# Listing
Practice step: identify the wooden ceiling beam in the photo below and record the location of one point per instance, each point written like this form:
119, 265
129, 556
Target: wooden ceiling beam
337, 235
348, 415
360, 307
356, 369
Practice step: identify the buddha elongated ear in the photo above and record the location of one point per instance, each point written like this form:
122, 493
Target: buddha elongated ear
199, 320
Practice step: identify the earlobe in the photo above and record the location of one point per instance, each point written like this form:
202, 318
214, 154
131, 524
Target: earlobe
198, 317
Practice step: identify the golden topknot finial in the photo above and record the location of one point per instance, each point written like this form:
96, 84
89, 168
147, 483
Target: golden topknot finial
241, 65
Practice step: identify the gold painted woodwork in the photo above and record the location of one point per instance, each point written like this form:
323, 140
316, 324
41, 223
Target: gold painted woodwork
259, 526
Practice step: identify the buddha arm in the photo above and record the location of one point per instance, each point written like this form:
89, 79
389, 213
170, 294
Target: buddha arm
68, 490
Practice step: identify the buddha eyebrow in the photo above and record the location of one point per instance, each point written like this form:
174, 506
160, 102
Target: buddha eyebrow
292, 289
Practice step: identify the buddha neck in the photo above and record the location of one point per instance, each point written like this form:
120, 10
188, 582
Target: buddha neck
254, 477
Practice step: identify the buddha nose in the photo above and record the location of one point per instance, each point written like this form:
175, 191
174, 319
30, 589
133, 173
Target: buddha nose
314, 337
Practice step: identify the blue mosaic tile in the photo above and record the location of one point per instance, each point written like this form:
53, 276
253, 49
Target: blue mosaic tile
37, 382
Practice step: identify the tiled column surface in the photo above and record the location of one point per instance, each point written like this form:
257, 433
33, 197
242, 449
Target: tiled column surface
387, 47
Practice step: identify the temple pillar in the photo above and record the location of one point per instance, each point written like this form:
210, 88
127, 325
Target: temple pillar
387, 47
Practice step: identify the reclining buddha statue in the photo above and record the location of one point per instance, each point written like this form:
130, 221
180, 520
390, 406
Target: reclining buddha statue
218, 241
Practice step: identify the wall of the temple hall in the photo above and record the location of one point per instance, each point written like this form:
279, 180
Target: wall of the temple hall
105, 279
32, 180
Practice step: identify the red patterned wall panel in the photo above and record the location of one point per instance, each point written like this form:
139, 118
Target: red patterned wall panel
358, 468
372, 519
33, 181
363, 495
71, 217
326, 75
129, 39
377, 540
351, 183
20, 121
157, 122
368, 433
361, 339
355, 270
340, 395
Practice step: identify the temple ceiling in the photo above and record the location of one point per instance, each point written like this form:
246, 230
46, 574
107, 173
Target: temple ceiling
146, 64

# Given problem
Copy out every line in the stretch from the line containing "Practice step: identify the red" through the end of the entries, and shift each coordinate in the answer points up by 53 while keeping all other lines, including the sample points in the format lines, as they are.

# Finished answer
Practice step: identify the red patterned wall panel in the photo above and record the location of one point per instance, each point written like this form:
139, 118
Target: red patterned wall panel
411, 521
425, 572
86, 234
416, 548
124, 270
379, 128
182, 92
430, 593
404, 236
73, 174
210, 175
421, 486
414, 392
408, 323
393, 448
Practice step: identify the temple ceiling in the photo above and record the location of one point per instance, each point written like this form:
246, 230
46, 574
107, 173
Target: temple ceiling
199, 117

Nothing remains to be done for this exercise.